:: MATERIAL PROVIDED
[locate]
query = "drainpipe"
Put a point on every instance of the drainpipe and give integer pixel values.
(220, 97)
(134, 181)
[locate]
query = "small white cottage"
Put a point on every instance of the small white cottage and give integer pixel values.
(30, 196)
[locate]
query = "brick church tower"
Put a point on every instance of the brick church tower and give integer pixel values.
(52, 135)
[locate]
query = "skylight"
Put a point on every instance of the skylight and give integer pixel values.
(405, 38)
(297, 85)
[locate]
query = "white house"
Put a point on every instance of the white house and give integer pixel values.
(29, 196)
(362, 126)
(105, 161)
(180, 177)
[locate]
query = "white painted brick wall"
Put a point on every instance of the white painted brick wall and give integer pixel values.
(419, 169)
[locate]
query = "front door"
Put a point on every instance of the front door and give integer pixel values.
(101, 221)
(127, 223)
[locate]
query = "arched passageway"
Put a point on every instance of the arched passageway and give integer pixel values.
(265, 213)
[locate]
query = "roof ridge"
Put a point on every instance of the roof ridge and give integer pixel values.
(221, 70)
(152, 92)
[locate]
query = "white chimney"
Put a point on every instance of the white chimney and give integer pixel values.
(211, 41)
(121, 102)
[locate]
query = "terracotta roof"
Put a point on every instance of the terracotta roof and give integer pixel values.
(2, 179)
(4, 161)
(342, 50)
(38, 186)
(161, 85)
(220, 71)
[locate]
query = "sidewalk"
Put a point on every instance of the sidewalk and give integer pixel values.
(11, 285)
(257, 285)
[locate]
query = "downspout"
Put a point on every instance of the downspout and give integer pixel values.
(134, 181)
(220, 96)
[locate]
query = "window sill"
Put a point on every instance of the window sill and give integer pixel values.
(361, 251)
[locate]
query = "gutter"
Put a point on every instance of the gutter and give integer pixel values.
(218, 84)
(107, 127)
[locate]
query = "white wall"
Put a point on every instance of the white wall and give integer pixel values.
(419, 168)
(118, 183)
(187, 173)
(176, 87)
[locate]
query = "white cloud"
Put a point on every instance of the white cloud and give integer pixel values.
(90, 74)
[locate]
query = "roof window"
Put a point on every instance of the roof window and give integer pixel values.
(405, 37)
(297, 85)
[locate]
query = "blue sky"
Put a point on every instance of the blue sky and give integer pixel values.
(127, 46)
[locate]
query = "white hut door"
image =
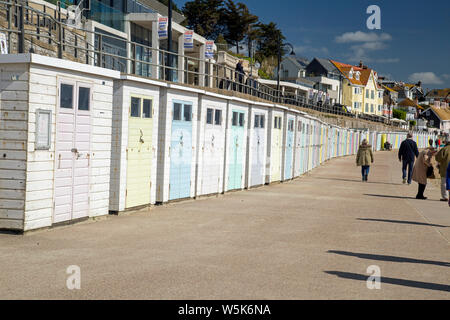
::::
* EXERCISE: Select each line of the listing above that contains the string "sidewalk", treating uppercase and lowercase as different.

* TASK OUTPUT:
query = "sidewalk"
Put a point on every instance of the sidewalk and give integer pixel values.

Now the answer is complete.